Work instructions →
Reproduce every one of the records below verbatim, leaving out the pictures.

Provided data →

++++++++

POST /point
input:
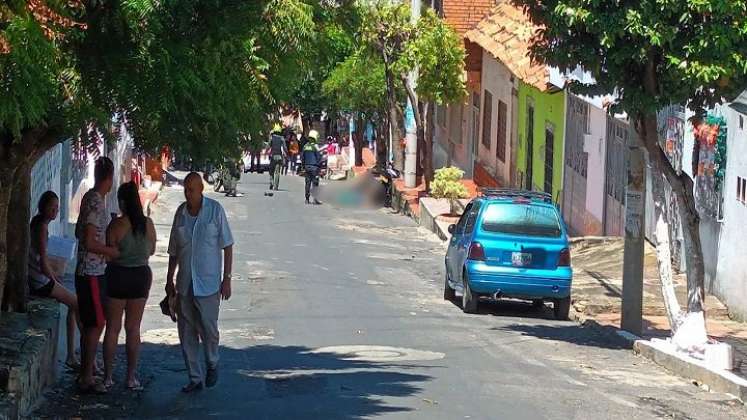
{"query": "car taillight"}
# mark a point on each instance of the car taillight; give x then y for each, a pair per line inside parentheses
(476, 252)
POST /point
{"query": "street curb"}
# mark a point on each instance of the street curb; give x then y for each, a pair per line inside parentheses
(719, 381)
(725, 382)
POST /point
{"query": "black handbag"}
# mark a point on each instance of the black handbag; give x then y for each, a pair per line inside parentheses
(165, 308)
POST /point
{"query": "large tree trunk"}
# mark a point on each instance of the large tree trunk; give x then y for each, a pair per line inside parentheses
(360, 130)
(690, 334)
(16, 289)
(16, 160)
(429, 133)
(663, 232)
(382, 136)
(397, 149)
(419, 110)
(689, 331)
(5, 192)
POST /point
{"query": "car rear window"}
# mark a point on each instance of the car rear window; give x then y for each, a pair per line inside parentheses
(521, 220)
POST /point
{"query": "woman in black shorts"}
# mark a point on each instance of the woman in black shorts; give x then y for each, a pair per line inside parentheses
(128, 280)
(43, 281)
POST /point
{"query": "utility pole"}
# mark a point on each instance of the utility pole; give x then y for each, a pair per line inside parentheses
(411, 136)
(635, 222)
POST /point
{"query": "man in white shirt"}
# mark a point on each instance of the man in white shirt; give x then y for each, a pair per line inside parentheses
(199, 233)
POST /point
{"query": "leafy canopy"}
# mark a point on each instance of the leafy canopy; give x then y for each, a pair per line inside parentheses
(428, 45)
(697, 49)
(358, 84)
(198, 75)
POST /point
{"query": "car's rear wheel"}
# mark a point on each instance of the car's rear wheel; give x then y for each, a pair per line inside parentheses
(469, 298)
(561, 308)
(449, 293)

++++++++

Solved problem →
POST /point
input:
{"query": "car taillight"}
# mark a point on each instance of the car taillight; give x then y for each, a pair per line inside parentheses
(476, 252)
POST /point
{"query": "street curb"}
# mark a point on each instance of the street curb; give x then y for each, a pair per line inside parentheses
(719, 381)
(725, 382)
POST /point
{"query": "black handbag"}
# mark a point on each instance of the black handbag; give x then y for each, a pair per line inside parentheses
(165, 308)
POST /point
{"query": "large tree trunk"}
# mark a point on each instance of the large tree trunk; give x then y for each, a pair per line inside parentheses
(360, 130)
(690, 334)
(16, 289)
(16, 160)
(429, 133)
(663, 232)
(382, 136)
(397, 149)
(419, 110)
(689, 331)
(5, 192)
POST /point
{"query": "car rear window"}
# mark a point on each instance of the car rear window; give x then y for each, a pair per line inside parentheses
(521, 220)
POST /point
{"query": "woman in black shorts"}
# mark a point on each instance of the woman in black shorts; give x then y for each, a pair per line inside parentheses
(128, 280)
(43, 281)
POST /point
{"query": "utility pole"}
# mark a point on each instance of the utility pole; give x then y for each, a pair per line inside parentheses
(411, 136)
(635, 222)
POST /point
{"query": "man in white shirt"}
# mark a point on each instance of the man in white shirt; give x then y for each, a pair per line inside parentheses
(199, 233)
POST /point
{"query": "leafy canopy"}
# mark a point on each instance of the leafy canopy; give x then y for each, a pair per line inside parentheses
(428, 45)
(697, 49)
(358, 84)
(198, 75)
POST /point
{"query": "car's rear wheel"}
# mark a point on each instance of the car's rear wheel; give x then y for each, a pair per line inside parentheses
(469, 298)
(561, 308)
(449, 293)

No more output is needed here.